Your answer should hold only the lines from the one with "of the shrub" through the end of the records, repeated exactly and minus any pictures.

Region pointing data:
::::::::::

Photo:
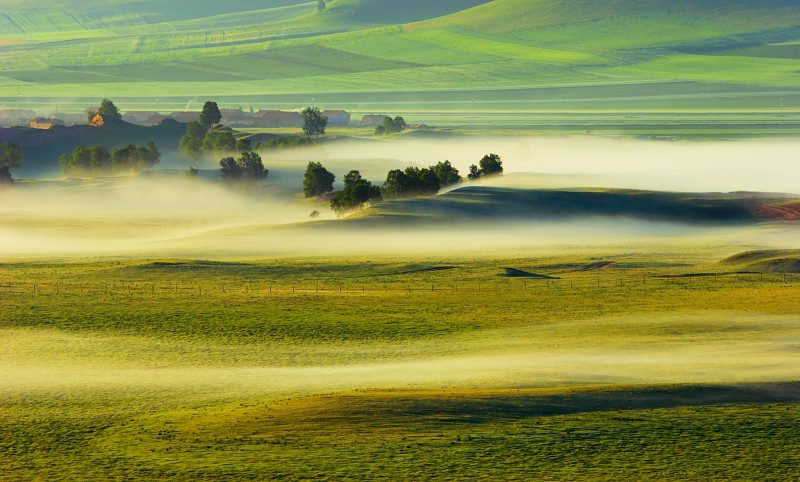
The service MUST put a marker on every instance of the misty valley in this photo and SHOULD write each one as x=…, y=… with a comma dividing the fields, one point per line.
x=365, y=240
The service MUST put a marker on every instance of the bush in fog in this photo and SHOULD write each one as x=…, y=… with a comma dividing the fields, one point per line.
x=356, y=193
x=248, y=167
x=317, y=180
x=414, y=181
x=10, y=158
x=490, y=164
x=95, y=160
x=314, y=122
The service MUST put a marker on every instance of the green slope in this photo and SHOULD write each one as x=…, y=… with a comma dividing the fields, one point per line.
x=50, y=47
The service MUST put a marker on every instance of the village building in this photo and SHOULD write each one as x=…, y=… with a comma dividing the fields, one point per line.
x=45, y=123
x=156, y=120
x=337, y=118
x=185, y=117
x=139, y=116
x=16, y=117
x=277, y=118
x=373, y=120
x=233, y=116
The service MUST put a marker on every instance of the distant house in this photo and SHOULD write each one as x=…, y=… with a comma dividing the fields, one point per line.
x=233, y=116
x=138, y=116
x=337, y=118
x=156, y=120
x=100, y=120
x=277, y=118
x=44, y=123
x=185, y=117
x=15, y=117
x=372, y=120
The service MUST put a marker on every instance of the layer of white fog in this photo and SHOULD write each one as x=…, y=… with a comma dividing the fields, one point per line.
x=170, y=215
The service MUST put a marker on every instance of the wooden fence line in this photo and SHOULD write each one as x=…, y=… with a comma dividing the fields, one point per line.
x=249, y=287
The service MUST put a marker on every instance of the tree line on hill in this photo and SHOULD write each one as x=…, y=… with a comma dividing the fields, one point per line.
x=95, y=160
x=410, y=182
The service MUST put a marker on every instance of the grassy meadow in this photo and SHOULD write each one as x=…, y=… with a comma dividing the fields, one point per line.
x=399, y=369
x=147, y=51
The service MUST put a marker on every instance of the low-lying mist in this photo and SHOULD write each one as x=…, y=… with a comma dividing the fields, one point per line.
x=168, y=214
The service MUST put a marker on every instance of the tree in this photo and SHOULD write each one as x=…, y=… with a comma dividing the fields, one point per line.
x=446, y=173
x=134, y=158
x=99, y=160
x=252, y=166
x=244, y=144
x=396, y=184
x=108, y=109
x=210, y=115
x=219, y=141
x=248, y=167
x=357, y=192
x=230, y=168
x=192, y=143
x=317, y=180
x=491, y=164
x=314, y=122
x=390, y=126
x=11, y=157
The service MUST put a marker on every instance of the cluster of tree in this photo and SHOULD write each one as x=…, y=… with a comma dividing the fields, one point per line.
x=391, y=126
x=106, y=109
x=356, y=193
x=314, y=122
x=415, y=181
x=317, y=180
x=95, y=160
x=201, y=138
x=248, y=167
x=490, y=164
x=285, y=143
x=10, y=158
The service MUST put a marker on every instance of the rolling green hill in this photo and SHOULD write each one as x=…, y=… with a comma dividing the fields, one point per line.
x=123, y=48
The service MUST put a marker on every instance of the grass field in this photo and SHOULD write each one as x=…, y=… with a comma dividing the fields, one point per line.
x=371, y=46
x=327, y=370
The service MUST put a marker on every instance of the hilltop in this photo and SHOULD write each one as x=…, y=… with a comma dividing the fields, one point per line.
x=689, y=50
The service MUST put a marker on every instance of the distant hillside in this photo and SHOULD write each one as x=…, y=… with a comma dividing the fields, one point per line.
x=145, y=48
x=43, y=147
x=480, y=203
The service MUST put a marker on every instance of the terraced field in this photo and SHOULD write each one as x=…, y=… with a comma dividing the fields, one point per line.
x=150, y=50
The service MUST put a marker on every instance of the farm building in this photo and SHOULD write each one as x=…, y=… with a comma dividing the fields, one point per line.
x=373, y=120
x=44, y=123
x=277, y=118
x=232, y=116
x=337, y=117
x=139, y=116
x=12, y=117
x=185, y=117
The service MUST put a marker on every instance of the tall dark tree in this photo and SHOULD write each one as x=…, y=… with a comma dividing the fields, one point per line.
x=192, y=143
x=314, y=122
x=446, y=173
x=390, y=126
x=357, y=192
x=248, y=167
x=210, y=115
x=491, y=164
x=230, y=168
x=11, y=157
x=317, y=180
x=252, y=166
x=108, y=109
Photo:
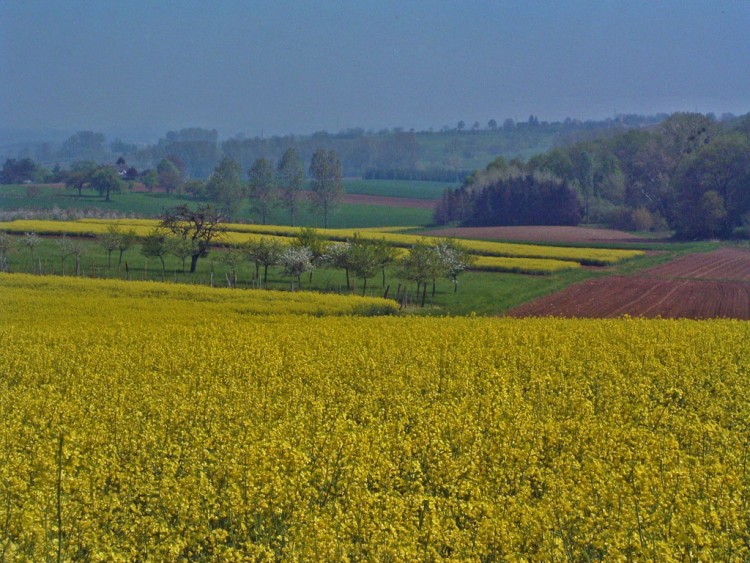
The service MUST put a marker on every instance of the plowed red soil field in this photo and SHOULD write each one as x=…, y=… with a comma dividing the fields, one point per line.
x=697, y=286
x=538, y=234
x=725, y=264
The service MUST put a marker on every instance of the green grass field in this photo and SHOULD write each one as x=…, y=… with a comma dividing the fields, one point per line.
x=398, y=188
x=482, y=293
x=153, y=204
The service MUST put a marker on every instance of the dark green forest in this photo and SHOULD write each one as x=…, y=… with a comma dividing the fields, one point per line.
x=689, y=174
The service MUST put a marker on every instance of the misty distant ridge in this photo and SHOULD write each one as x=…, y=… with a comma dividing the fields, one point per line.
x=448, y=153
x=141, y=135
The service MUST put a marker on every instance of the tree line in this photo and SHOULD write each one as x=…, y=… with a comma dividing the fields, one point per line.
x=689, y=174
x=266, y=186
x=389, y=153
x=189, y=234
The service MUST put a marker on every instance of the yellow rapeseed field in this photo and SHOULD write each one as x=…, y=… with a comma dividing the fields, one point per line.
x=141, y=425
x=238, y=233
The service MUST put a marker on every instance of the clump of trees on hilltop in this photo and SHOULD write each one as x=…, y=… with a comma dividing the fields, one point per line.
x=689, y=174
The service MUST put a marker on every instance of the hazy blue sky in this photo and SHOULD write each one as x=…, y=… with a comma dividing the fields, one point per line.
x=295, y=67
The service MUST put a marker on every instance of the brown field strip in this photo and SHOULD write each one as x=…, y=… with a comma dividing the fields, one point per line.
x=698, y=286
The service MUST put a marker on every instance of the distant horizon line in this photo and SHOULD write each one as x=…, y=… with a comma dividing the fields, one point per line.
x=155, y=133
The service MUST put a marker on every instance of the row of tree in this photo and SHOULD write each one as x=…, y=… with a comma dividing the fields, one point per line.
x=511, y=197
x=450, y=149
x=266, y=187
x=193, y=236
x=690, y=173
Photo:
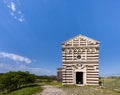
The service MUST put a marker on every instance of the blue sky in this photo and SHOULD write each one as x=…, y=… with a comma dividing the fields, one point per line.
x=31, y=33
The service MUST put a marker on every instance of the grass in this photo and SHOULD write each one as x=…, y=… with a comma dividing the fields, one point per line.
x=87, y=90
x=111, y=83
x=54, y=83
x=30, y=90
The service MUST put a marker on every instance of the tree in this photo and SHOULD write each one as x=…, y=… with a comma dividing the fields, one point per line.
x=14, y=80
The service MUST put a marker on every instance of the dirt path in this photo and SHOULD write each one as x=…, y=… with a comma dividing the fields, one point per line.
x=51, y=90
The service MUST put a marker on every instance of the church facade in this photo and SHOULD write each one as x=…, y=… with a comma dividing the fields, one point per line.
x=80, y=61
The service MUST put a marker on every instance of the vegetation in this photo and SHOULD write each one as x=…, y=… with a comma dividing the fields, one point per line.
x=15, y=80
x=28, y=90
x=111, y=83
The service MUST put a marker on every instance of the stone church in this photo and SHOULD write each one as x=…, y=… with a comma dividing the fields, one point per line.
x=80, y=61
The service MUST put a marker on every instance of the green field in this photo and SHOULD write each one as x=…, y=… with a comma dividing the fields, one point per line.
x=26, y=91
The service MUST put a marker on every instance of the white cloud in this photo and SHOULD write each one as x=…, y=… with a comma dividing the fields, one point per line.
x=15, y=57
x=13, y=6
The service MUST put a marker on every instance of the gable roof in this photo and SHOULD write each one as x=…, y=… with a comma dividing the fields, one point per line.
x=81, y=36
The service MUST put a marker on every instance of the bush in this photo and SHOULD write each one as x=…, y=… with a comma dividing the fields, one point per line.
x=14, y=80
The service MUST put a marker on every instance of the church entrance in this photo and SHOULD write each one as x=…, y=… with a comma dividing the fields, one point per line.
x=79, y=77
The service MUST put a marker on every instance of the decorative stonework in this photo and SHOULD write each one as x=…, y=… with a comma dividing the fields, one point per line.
x=80, y=61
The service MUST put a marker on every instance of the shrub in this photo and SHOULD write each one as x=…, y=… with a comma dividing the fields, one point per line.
x=14, y=80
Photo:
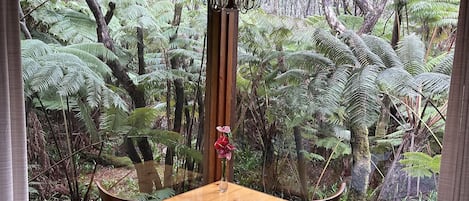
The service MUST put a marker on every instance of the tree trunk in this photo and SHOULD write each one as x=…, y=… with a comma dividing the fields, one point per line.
x=117, y=70
x=331, y=17
x=301, y=165
x=397, y=23
x=138, y=98
x=372, y=13
x=384, y=118
x=179, y=89
x=361, y=163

::::::::::

** RESPONSE **
The service MUST put a marker on every instance of the shrub in this photo and SHOULD write each one as x=…, y=… with a comma dividing the fields, one point per line.
x=14, y=80
Photo:
The service MUST put a marker on every instance of the tree trunk in this photo and SHOULD write each one as x=…, y=… with a comma dividing the fields, one point per line.
x=117, y=70
x=331, y=17
x=301, y=165
x=397, y=23
x=138, y=98
x=372, y=13
x=384, y=118
x=179, y=89
x=361, y=163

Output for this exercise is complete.